**WHAT THE EXERCISE ASKS:** Transcribe each of the following lines exactly as it appears. Omit the pictures from your copy.

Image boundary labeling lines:
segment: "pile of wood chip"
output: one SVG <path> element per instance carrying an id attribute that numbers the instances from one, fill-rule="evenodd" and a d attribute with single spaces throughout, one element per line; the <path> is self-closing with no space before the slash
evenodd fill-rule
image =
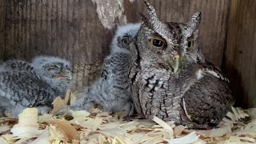
<path id="1" fill-rule="evenodd" d="M 37 115 L 36 108 L 27 108 L 19 121 L 0 118 L 0 143 L 253 143 L 256 142 L 256 108 L 232 108 L 218 127 L 210 130 L 188 129 L 139 116 L 125 119 L 125 113 L 90 113 L 68 110 L 56 116 L 67 103 L 75 102 L 68 92 L 57 98 L 50 114 Z"/>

**SOLUTION TO THIS PROBLEM:**
segment: "pile of wood chip"
output: one SVG <path> element per instance carrying an id attribute that numbers the instances from one, fill-rule="evenodd" and a d attribute with single spaces throughout, one element per line; the <path> is self-closing with no space before the slash
evenodd fill-rule
image =
<path id="1" fill-rule="evenodd" d="M 37 115 L 36 108 L 27 108 L 19 121 L 0 118 L 0 143 L 253 143 L 256 142 L 256 108 L 232 108 L 218 127 L 210 130 L 188 129 L 139 116 L 125 119 L 125 113 L 90 113 L 68 110 L 56 116 L 67 103 L 75 102 L 68 92 L 57 98 L 50 114 Z"/>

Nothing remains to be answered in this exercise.